Document extract
* * * * *

Regarding the evidence, the rule of the thumb of the sceptical
community is that extraordinary claims require extraordinary evidence.
Since skeptics may consider paranormal claims extraordinary, they
may think that the evidence needs to be better than what normally
would be required.
Most people use this approach to evidence in everyday life. For
instance, if the news reports that the president of the USA has
just arrived in South Korea for a state visit, most people will
take this at face value. The news is considered a fairly reliable
source of information, and the president visiting a country such
as South Korea is not an extraordinary claim. However, if the same
news broadcast later mentioned that a 92-year-old man has improved
the world record time on the marathon by half an hour, many reasonable
people would require more evidence, even despite the assumed reliability
of the source, since the claim is extraordinary.
Some parapsychologists agree with critics that the field has not
yet reached the degree of consistent repeatability of experimental
results needed for general consensus. John Beloff, in his book Parapsychology:
A Concise History, notes the evanescent – some have said the
apparently evasive – nature of psychic phenomena over time,
and that the range of phenomena observable in a given era seems
to be culturally dependent.
For example, in earlier times, psychic research studied physical
phenomena demonstrated by spiritualist mediums that, according to
the reports passed down to us in the literature, far surpassed anything
that any of today's "psychics" can demonstrate. Skeptics
consider this more evidence of the non-existence of psi phenomena.
Yet many people, such as Beloff, cannot easily dismiss the entirety
of all the positive accounts – so many of which came from
the experts of their day (including scientists and conjurors), many
of whom began as noted skeptics – and so believe that continued
research in the field is justified.
Other parapsychologists, such as Dean Radin and supporters such
as statistician Jessica Utts, take the stance that the existence
of certain psi phenomena has been reasonably well established in
recent times through repeatable experiments that have been replicated
dozens to hundreds of times at labs around the world.

* * * * *

Excerpted data
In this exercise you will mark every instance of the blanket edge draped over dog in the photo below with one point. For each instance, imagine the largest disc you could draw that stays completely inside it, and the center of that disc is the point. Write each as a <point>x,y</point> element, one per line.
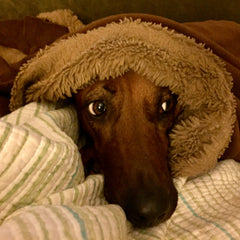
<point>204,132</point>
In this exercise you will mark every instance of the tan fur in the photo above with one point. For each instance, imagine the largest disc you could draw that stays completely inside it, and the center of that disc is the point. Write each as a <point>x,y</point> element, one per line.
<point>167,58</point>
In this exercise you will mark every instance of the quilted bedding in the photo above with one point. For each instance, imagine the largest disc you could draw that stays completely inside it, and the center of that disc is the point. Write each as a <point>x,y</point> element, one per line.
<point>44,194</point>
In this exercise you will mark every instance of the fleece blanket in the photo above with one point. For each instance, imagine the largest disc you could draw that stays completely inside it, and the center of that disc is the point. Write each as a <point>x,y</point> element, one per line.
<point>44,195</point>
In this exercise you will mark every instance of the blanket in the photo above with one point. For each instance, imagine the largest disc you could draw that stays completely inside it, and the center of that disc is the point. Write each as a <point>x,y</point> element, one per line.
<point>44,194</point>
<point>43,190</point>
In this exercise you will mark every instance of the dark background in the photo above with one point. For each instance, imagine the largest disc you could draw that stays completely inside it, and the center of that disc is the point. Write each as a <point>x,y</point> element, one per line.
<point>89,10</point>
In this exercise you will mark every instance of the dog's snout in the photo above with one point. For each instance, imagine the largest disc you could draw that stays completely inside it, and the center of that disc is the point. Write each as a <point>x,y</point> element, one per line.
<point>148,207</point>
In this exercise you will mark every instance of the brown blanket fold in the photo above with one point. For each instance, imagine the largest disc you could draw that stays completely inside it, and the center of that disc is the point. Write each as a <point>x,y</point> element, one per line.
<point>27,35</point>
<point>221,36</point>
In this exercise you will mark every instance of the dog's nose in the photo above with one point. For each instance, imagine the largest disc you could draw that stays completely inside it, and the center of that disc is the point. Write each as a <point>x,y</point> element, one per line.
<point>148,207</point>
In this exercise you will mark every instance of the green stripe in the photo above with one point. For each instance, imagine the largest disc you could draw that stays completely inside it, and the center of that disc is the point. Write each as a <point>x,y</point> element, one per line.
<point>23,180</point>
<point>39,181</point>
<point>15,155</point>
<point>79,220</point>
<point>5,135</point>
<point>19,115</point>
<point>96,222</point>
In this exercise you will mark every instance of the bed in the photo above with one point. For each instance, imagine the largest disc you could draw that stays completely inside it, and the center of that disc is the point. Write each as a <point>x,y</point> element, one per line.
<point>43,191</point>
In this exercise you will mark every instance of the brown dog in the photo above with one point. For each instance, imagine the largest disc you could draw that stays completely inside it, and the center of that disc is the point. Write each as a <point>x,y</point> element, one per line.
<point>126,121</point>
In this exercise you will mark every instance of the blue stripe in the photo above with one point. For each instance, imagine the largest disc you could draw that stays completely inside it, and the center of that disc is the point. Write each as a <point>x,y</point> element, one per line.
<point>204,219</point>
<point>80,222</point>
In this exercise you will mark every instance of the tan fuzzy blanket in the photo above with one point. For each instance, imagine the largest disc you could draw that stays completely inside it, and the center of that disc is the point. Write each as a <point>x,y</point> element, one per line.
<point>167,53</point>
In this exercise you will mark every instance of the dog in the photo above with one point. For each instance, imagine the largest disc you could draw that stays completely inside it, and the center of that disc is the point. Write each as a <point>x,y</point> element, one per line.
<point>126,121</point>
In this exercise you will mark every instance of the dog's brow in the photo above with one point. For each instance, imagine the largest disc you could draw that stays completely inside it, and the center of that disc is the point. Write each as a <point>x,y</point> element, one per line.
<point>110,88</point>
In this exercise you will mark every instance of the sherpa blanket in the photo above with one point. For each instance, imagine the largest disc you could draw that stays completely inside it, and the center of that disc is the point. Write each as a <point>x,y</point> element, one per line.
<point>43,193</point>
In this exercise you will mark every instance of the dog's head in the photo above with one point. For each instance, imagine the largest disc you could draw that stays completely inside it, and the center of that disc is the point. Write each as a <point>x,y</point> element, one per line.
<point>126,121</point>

* * * * *

Job 1
In the parapsychology passage, what rule of thumb does the skeptical community apply to evidence?
Job 2
Reproduce the parapsychology passage between "Since skeptics may" and "claim is extraordinary.", inclusive.
Job 3
Resume the passage on parapsychology and evidence after its final sentence.

Exercise result 1
Extraordinary claims require extraordinary evidence.

Exercise result 2
Since skeptics may consider paranormal claims extraordinary, they
may think that the evidence needs to be better than what normally
would be required.
Most people use this approach to evidence in everyday life. For
instance, if the news reports that the president of the USA has
just arrived in South Korea for a state visit, most people will
take this at face value. The news is considered a fairly reliable
source of information, and the president visiting a country such
as South Korea is not an extraordinary claim. However, if the same
news broadcast later mentioned that a 92-year-old man has improved
the world record time on the marathon by half an hour, many reasonable
people would require more evidence, even despite the assumed reliability
of the source, since the claim is extraordinary.

Exercise result 3
They refer to meta-analyses of psi experiments that conclude that
the odds against chance (null hypothesis) of experimental results
far exceeds that commonly required to establish results in other
fields, sometimes by orders of magnitude.
Indeed, many parapsychologists have moved on from proof-oriented
research, intended primarily to verify the existence of psi phenomena,
to "process-oriented" research, intended to explore the
parameters and characteristics of psi phenomena. Time will tell
whether these results prove to be evanescent as well.
James Randi and The Randi Challenge
Magician James Randi demands that magicians as well as scientists
be included as observers of psychic experiments, to help detect
trickery. Professional magicians such as Randi have claimed that
the feats performed by people who claim to be psychics can also
be achieved by concealed and fraudulent physical manipulation; Randi,
Penn and Teller, and other stage magicians often perform such tricks
in public, and then explain how they are done.
The James Randi Educational Foundation (JREF) offers a one million
U.S. dollars prize to anyone who can demonstrate any psychic or
paranormal phenomenon. For more information about this challenge,
see the corresponding section of the James Randi article.
Early Scientific American challenge
The offering of prizes for demonstrations is not new to the field.
Circa 1924, Scientific American magazine offered a $5000 prize to
anyone who could produce any "visible psychic manifestation".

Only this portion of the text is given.